┌─ ENTRIES PROVIDED

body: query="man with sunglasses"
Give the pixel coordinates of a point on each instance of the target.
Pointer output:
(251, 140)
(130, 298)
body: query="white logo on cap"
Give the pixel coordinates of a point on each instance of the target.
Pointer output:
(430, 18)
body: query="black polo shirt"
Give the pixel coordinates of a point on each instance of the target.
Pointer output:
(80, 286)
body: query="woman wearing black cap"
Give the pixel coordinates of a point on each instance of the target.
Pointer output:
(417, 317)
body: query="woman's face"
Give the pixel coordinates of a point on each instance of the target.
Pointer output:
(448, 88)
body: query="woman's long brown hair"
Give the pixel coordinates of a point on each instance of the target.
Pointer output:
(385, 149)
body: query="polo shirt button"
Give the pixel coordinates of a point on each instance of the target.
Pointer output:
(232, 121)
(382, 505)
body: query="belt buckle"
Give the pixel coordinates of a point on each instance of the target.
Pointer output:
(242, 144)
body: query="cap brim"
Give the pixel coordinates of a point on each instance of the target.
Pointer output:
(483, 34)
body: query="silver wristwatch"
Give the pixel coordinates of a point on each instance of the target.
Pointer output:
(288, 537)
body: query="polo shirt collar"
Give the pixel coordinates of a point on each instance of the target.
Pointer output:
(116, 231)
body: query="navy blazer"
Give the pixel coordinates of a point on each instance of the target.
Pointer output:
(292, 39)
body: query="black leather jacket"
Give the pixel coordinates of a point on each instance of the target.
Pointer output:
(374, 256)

└─

STATED GOAL. Make an exact copy of every line in the data.

RESPONSE TO THE EXERCISE.
body: query="man with sunglasses"
Give the pixel coordinates of a point on each instance of the target.
Pointer output:
(251, 140)
(130, 298)
body: query="white logo on cap"
Give the pixel coordinates of a point on each instance of the target.
Pointer output:
(430, 18)
body: query="black polo shirt"
Give the pixel coordinates of a point on each instance of the target.
Pointer output:
(80, 286)
body: query="woman wearing black cap"
Give the pixel coordinates of a point on each instance of the target.
Pointer output:
(417, 317)
body: query="woman's face"
Give the pixel coordinates of a point on each instance of the target.
Pointer output:
(448, 88)
body: query="woman's long brown hair"
Give the pixel coordinates of a point on each instance of the target.
Pointer output:
(385, 149)
body: query="polo shirt button"
Give the pixel coordinates of a point on each instance of the target.
Pointer output:
(232, 121)
(382, 505)
body: query="belt buckle"
Give the pixel coordinates of a point on each instance of the target.
Pointer output:
(242, 144)
body: query="cap brim"
Give the pixel coordinates of a point on each instance of the target.
Pointer output:
(483, 34)
body: query="silver wristwatch"
Give the pixel coordinates of a point on each instance of the target.
Pointer output:
(288, 537)
body: query="polo shirt collar"
Give the pixel coordinates of a point on each instance of the target.
Pointer output:
(116, 231)
body: query="navy blazer"
Give the pixel coordinates of a point on each instance of the target.
Pointer output:
(292, 39)
body: query="black leather jacket"
Give the pixel coordinates of a point on each instance of the target.
Pointer output:
(374, 256)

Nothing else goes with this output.